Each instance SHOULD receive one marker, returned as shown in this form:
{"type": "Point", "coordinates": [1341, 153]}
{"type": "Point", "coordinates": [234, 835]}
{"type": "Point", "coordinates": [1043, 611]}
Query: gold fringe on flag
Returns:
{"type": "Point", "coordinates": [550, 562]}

::::::::

Please switch "marker" to "pin" everywhere in the data above, and give all of it back with nothing else altered.

The answer:
Each instance SHOULD receive one pin, returned as shown in this form:
{"type": "Point", "coordinates": [1341, 153]}
{"type": "Point", "coordinates": [234, 835]}
{"type": "Point", "coordinates": [1043, 611]}
Query: gold fringe on flag
Returns:
{"type": "Point", "coordinates": [550, 562]}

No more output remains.